Tracking GitHub Issue: https://github.com/yugabyte/yugabyte-db/issues/1004

Automatic Re-sharding of Data with Tablet Splitting

Automatic tablet splitting enables changing the number of tablets (which are splits of data) at runtime. There are a number of scenarios where this is useful:

1. Range Scans

In use-cases that scan a range of data, the data is stored in the natural sort order (also known as range-sharding). In these usage patterns, it is often impossible to predict a good split boundary ahead of time. For example:

CREATE TABLE census_stats (
    age INTEGER,
    user_id INTEGER,
    ...
    );

In the table above, it is not possible for the database to infer the range of values for age (typically in the 1 to 100 range). It is also impossible to predict the distribution of rows in the table, meaning how many user_id rows will be inserted for each value of age to make an evenly distributed data split. This makes it hard to pick good split points ahead of time.

■ Requirements:
1. From the tablet splitting page, reproduce the passage that begins at the words "In the table above, it" and stops after "points ahead of time.".
2. Summarize the tablet splitting page in two sentences.

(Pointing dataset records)
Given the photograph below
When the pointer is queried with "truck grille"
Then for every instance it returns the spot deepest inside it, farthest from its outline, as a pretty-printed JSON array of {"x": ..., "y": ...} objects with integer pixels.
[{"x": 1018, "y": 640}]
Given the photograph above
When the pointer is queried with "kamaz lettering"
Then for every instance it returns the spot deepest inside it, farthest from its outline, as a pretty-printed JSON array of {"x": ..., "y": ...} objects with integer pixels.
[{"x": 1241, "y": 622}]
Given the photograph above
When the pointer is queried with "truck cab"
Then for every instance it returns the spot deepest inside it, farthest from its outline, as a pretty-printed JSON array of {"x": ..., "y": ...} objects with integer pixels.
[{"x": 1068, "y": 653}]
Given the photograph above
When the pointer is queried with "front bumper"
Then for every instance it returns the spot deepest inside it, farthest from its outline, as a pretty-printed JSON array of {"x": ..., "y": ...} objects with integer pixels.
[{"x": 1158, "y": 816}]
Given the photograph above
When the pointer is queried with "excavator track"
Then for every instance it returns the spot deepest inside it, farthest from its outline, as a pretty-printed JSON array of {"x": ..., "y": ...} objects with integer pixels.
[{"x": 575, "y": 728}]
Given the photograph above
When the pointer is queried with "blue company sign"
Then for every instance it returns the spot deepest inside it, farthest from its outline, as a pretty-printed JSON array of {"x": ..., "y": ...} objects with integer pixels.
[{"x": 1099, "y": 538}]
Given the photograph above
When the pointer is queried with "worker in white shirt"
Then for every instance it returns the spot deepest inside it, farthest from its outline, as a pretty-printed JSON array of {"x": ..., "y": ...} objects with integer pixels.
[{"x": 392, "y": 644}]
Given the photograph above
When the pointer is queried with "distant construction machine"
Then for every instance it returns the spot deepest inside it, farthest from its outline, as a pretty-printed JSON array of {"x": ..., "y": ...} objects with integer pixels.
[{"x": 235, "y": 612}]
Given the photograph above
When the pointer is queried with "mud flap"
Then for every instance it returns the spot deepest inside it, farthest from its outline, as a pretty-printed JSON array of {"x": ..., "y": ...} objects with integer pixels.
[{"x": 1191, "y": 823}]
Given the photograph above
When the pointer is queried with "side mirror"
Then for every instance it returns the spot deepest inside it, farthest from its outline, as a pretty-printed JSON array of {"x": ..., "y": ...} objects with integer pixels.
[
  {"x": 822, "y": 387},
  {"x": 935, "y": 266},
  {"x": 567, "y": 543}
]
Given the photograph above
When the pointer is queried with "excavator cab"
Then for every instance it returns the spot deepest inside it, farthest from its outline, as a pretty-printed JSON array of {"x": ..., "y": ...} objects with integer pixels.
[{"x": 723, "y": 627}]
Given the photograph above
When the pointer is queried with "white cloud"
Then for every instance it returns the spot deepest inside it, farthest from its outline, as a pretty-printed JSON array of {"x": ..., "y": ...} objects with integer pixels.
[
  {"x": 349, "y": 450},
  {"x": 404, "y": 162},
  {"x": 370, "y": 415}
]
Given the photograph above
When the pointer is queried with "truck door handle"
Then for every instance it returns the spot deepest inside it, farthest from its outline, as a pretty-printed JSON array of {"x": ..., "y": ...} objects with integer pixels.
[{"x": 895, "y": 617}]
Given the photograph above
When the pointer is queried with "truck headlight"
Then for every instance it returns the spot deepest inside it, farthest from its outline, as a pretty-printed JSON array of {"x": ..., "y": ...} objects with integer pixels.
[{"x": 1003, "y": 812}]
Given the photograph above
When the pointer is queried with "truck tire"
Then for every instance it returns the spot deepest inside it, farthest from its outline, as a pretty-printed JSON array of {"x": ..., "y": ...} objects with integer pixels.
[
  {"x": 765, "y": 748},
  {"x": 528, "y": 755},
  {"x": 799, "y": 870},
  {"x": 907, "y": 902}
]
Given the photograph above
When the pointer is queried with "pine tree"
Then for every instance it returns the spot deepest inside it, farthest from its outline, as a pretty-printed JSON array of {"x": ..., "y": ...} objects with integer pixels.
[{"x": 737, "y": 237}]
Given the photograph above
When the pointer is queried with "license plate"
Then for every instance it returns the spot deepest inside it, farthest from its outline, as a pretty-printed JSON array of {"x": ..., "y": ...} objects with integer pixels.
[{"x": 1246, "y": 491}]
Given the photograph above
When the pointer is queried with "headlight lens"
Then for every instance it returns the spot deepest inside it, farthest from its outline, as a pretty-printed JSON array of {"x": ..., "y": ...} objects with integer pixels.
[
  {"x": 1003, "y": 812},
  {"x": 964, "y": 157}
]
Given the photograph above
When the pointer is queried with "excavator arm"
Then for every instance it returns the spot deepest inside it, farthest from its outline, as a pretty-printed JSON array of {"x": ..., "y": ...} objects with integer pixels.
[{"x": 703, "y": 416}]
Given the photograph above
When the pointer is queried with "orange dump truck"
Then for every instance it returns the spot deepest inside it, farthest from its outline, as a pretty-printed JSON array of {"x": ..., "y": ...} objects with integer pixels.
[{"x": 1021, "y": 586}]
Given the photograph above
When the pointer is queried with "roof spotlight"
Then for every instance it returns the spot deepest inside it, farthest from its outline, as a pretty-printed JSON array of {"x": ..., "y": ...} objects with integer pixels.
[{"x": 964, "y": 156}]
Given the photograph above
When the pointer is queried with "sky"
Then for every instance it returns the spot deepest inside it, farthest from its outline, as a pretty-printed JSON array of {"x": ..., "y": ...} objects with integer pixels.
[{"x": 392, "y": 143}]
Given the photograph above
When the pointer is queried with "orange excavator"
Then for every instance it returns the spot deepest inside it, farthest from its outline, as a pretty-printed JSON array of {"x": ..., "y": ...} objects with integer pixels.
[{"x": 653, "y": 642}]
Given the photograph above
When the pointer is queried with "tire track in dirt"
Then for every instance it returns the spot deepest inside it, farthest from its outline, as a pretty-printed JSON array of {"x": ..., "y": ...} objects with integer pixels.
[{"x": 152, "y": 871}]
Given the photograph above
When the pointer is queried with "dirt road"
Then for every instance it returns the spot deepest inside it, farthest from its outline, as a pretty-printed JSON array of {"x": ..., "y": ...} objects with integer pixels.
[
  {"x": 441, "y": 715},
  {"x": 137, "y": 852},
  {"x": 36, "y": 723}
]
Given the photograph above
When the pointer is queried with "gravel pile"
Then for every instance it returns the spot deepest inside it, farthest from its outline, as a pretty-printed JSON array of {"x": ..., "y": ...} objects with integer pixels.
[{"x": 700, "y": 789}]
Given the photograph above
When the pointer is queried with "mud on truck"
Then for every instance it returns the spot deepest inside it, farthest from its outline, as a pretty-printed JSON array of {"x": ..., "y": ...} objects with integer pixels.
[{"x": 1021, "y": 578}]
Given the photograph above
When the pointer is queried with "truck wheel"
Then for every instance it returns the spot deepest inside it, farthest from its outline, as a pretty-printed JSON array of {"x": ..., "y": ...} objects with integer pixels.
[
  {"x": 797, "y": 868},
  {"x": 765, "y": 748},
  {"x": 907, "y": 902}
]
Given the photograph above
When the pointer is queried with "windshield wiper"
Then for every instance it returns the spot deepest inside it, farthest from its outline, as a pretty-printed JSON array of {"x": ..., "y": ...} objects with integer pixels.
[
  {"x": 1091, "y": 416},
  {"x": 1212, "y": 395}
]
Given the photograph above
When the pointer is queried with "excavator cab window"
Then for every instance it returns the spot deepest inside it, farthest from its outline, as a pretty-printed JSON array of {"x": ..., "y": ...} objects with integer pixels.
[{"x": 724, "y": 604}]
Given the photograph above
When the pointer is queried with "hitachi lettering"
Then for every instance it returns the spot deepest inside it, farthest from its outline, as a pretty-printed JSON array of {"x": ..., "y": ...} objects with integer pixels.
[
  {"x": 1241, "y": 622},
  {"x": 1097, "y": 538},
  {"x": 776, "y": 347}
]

■ Answer set:
1.
In the table above, it is not possible for the database to infer the range of values for age (typically in the 1 to 100 range). It is also impossible to predict the distribution of rows in the table, meaning how many user_id rows will be inserted for each value of age to make an evenly distributed data split. This makes it hard to pick good split points ahead of time.

2. Automatic tablet splitting lets the number of tablets, which are splits of data, change at runtime. One scenario where this helps is range scans over range-sharded data, where good split points are hard to choose ahead of time because, as the census_stats table shows, the database cannot infer the range of values or predict how rows will be distributed.